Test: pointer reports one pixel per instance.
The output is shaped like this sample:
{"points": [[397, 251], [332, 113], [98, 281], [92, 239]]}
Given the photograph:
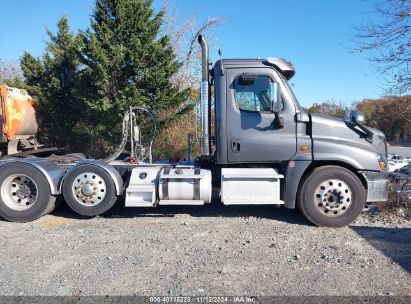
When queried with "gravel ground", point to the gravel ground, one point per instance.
{"points": [[211, 250]]}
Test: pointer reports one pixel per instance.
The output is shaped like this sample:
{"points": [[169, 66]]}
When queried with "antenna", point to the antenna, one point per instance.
{"points": [[220, 53]]}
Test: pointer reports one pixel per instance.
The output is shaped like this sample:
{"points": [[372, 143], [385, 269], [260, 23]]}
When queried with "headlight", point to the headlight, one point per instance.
{"points": [[382, 163]]}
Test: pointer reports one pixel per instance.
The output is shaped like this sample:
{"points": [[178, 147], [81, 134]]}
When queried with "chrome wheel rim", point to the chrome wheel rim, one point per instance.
{"points": [[89, 189], [333, 197], [19, 192]]}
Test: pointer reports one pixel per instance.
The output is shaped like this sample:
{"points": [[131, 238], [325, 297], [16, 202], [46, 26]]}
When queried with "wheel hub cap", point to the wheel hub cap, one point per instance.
{"points": [[89, 189], [19, 192], [333, 197]]}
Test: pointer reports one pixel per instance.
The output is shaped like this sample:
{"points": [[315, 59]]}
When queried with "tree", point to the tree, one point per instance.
{"points": [[391, 114], [183, 31], [128, 63], [53, 81], [330, 108], [9, 71], [388, 43]]}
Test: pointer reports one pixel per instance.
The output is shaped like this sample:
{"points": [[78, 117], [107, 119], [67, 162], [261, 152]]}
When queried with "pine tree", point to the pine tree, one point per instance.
{"points": [[127, 63], [53, 81]]}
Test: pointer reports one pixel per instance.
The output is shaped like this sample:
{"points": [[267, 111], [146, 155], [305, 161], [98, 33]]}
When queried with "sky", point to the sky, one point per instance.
{"points": [[313, 34]]}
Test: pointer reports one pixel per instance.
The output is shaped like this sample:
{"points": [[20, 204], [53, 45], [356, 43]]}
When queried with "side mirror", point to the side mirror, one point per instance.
{"points": [[275, 103], [275, 96], [247, 79], [357, 117]]}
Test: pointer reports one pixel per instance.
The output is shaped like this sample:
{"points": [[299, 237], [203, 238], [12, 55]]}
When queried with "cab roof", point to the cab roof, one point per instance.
{"points": [[283, 66]]}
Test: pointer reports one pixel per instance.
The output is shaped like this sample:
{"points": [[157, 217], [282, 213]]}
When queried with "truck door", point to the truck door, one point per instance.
{"points": [[253, 132]]}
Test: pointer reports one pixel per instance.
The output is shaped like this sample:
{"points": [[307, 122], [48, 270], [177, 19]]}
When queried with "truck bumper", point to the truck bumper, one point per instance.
{"points": [[377, 184]]}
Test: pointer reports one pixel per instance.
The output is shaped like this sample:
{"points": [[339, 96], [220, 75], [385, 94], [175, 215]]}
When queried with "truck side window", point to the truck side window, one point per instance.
{"points": [[253, 95]]}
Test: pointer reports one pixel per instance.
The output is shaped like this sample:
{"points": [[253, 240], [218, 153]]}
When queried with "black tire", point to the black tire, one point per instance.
{"points": [[344, 208], [76, 203], [43, 203]]}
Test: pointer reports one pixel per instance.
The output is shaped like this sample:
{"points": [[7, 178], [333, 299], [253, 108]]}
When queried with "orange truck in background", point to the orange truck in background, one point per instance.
{"points": [[18, 121]]}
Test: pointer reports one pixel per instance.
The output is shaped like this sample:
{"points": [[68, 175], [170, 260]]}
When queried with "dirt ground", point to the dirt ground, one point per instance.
{"points": [[203, 250]]}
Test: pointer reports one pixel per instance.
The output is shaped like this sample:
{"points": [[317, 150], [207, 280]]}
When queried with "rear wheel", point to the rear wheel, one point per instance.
{"points": [[331, 196], [89, 190], [24, 193]]}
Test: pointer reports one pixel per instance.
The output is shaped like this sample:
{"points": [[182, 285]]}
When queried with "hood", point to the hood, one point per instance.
{"points": [[335, 129]]}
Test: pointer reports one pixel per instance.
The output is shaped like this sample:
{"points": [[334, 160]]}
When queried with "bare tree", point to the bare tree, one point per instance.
{"points": [[9, 70], [389, 43]]}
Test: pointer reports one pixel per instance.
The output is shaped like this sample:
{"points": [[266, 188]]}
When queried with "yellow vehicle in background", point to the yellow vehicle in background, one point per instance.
{"points": [[18, 122]]}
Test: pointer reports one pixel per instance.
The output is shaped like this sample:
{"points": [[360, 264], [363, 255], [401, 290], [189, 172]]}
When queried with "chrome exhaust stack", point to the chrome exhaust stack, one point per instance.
{"points": [[205, 101]]}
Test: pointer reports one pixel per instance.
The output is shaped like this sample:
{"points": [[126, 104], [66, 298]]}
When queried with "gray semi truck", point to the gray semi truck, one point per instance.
{"points": [[263, 149]]}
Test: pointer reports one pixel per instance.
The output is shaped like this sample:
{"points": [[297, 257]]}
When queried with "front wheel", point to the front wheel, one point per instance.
{"points": [[89, 190], [331, 196]]}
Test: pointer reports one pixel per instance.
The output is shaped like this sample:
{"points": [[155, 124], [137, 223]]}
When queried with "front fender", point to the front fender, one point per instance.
{"points": [[348, 152]]}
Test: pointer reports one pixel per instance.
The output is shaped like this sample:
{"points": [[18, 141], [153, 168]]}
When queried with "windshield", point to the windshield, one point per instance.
{"points": [[291, 92]]}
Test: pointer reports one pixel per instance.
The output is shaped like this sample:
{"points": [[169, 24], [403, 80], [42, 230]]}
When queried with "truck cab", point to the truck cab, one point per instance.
{"points": [[258, 147]]}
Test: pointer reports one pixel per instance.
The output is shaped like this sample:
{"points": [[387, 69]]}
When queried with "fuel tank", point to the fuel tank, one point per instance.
{"points": [[17, 112]]}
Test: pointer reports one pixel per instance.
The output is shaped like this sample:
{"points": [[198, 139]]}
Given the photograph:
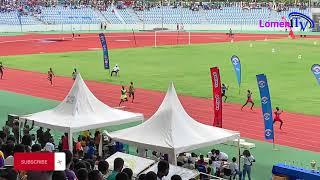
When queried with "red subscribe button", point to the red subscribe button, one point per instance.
{"points": [[40, 161]]}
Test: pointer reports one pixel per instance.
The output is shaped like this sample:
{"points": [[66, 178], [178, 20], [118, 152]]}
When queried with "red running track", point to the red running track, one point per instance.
{"points": [[299, 131], [52, 43]]}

## Goal
Set down every entry word for word, but omit the pictures.

## Correct answer
Test: pointer reports one pixel per instance.
The output is shaped like this sample:
{"points": [[397, 251], [332, 113], [98, 281], [92, 239]]}
Given the photograph:
When queried with "gravel ground", point to the gravel ground, one point per instance.
{"points": [[211, 250]]}
Test: pointer reports one pixel per instance.
The output is shaped like this sample:
{"points": [[169, 66]]}
When queried with "antenna", point to the antenna, one point per instance.
{"points": [[220, 53]]}
Test: pointer reports one pixel per instance.
The output is shaped like this sample:
{"points": [[372, 143], [385, 269], [260, 23]]}
When queried with "headlight", point to the headlight, one point per instance.
{"points": [[382, 163]]}
Test: pointer reports one pixel per instance.
The output is shaped like this sample:
{"points": [[178, 147], [81, 134]]}
When queried with "chrome wheel rim", point to the chrome wheel rim, one point per instance.
{"points": [[89, 189], [333, 197], [19, 192]]}
Test: pointer reports one pixel per instance.
The output is shaped like this sample:
{"points": [[131, 238], [325, 297], [16, 202], [46, 26]]}
When queried with "wheel hub cap", point to the wheel hub cap, one point per instance.
{"points": [[89, 189], [19, 192], [333, 197]]}
Test: pointer reports one pixel per instance.
The output is shaped like this sample:
{"points": [[315, 59]]}
When queried with "tree", point to the tree, one point per instance.
{"points": [[391, 114], [183, 31], [128, 63], [53, 81], [330, 108], [9, 71], [388, 43]]}
Test: pointer reports one pixel per instance.
The output is shaped like this sample:
{"points": [[78, 117], [107, 119], [67, 162], [261, 152]]}
When queried with "pine tree", point to the pine tree, one point per instance.
{"points": [[127, 63], [53, 81]]}
Test: pointer reports one pixel per instance.
The output is shaped like this sample:
{"points": [[267, 111], [146, 155], [305, 161], [98, 33]]}
When queried with "sky", point to the sky, one point per instance.
{"points": [[313, 34]]}
Test: pointer reports one pixel per instance.
The output is shaped like this sample:
{"points": [[20, 204], [53, 45], [356, 43]]}
When queried with "side mirror", point to the side mirror, one point per instance.
{"points": [[275, 103], [275, 96], [247, 79], [357, 117]]}
Test: pointer reports one pixel per instance.
The output is shaped like this sample:
{"points": [[299, 237], [203, 238], [12, 55]]}
When queried with "cab roof", point to the cab roof, one point per instance.
{"points": [[283, 66]]}
Test: pointer reports one pixel per instance.
The output is shaped like this sample:
{"points": [[157, 217], [282, 213]]}
When queried with "truck door", point to the truck door, one point per instance.
{"points": [[253, 132]]}
Test: pointer reports one pixel per instance.
The output is shaped like this sample:
{"points": [[307, 122], [48, 270], [177, 19]]}
When queried with "truck bumper", point to the truck bumper, one point per instance.
{"points": [[377, 184]]}
Test: pointer reports one pixel per instance.
The output is shaped like this sample:
{"points": [[339, 96], [220, 75], [385, 94], [175, 215]]}
When queried with "truck side window", point to the truck side window, one point per instance.
{"points": [[253, 95]]}
Test: pointer reports one pixel per instance.
The output is shaped like this sample:
{"points": [[253, 240], [218, 153]]}
When queried with "black tire", point to the black tire, one point per instance.
{"points": [[344, 208], [76, 203], [43, 203]]}
Test: pointer reports one pixel per instance.
The output is shaped like this sample:
{"points": [[7, 178], [333, 299], [253, 108]]}
When queried with "orange truck in background", point to the orange truck in background, one point per instance.
{"points": [[18, 121]]}
Test: pointer reports one pixel per instance.
The output is shaped like this sample:
{"points": [[68, 175], [170, 260]]}
When queried with "dirt ground", point to the dirt ground, one point per instance.
{"points": [[203, 250]]}
Test: pointer reports one pixel per instance.
The output is shaped like this sample:
{"points": [[317, 150], [207, 280]]}
When queried with "rear wheel", point to the rear wheel, one point per instance.
{"points": [[331, 196], [89, 190], [24, 193]]}
Test: pointer reports one pixel per instance.
The output is shaped like this sample:
{"points": [[182, 285]]}
When queried with "hood", point to the hood, one point per instance.
{"points": [[335, 129]]}
Test: pointer reports one pixel per instance.
The output is shaped like this sample:
{"points": [[334, 160]]}
When queried with "bare tree", point to the bare tree, one point per instance.
{"points": [[9, 70], [389, 43]]}
Test: pointer reports one pixel per instance.
The output is shaped like this sample:
{"points": [[266, 188]]}
When queried with "yellow vehicle in background", point to the yellow vehicle in background, one point per instance.
{"points": [[18, 122]]}
Test: pointer reports one pixel per instance.
The output is shaped like this sample:
{"points": [[360, 264], [363, 255], [401, 290], [189, 172]]}
When queried with "chrome exhaust stack", point to the chrome exhaust stack, one point per instance.
{"points": [[205, 101]]}
Test: pointer reports one pixel per instance.
The output is shaped like this sample:
{"points": [[126, 104], [66, 298]]}
When queried with "gray semi truck", point to the gray semi truck, one point per instance.
{"points": [[263, 149]]}
Test: pointer reports one pixel per instance.
The output is shaped like this sample:
{"points": [[297, 257]]}
When queried with "front wheel", point to the front wheel, one point per instance.
{"points": [[89, 190], [331, 196]]}
Test: pointer reports one pixel per instance.
The output is shaped like this sample:
{"points": [[155, 124], [137, 223]]}
When queried with "front fender", point to the front fender, one point per instance.
{"points": [[348, 152]]}
Test: pointer reports one pixel per instance.
The output is shaped like this sample:
{"points": [[18, 141], [153, 168]]}
When queried with "windshield", point to the windshield, one point per instance.
{"points": [[291, 92]]}
Test: pointer reports one pixel per instance.
The output is shaped like this sample:
{"points": [[169, 24], [403, 80], [42, 230]]}
When queried with "truck cab", point to the truck cab, one point per instance.
{"points": [[258, 147]]}
Test: pointer reports one pixel per instance.
The output is shaped like this sample:
{"points": [[387, 69]]}
When queried with "fuel tank", point to the fuel tank, one point per instance.
{"points": [[17, 112]]}
Test: pointer reports one pixel per instance.
The output is shaped like this sample:
{"points": [[198, 139]]}
Given the photograph:
When queried with "red subscribe button", point to the red subscribe button, one point per instance.
{"points": [[40, 161]]}
Test: pointer reports one pixel per instance.
The output is shaped like this sample:
{"points": [[66, 178], [178, 20], [118, 152]]}
When queried with "red running track", point to the red running track, one point per instance.
{"points": [[299, 131], [52, 43]]}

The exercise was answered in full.